══ Given records

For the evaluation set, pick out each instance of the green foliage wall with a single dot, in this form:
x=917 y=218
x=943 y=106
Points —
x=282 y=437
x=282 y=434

════

*Exercise instructions*: Render each line of the material above as a Markdown table with two columns, "Row" for the line number and "Line" for the line itself, leaving out any blank lines.

*Solved exercise*:
| Row | Line |
|---|---|
| 1 | For the evaluation set, pick out each instance of the green foliage wall with a single dot, in this form: |
| 2 | x=917 y=218 |
| 3 | x=943 y=106 |
| 4 | Points — |
| 5 | x=282 y=437 |
| 6 | x=282 y=434 |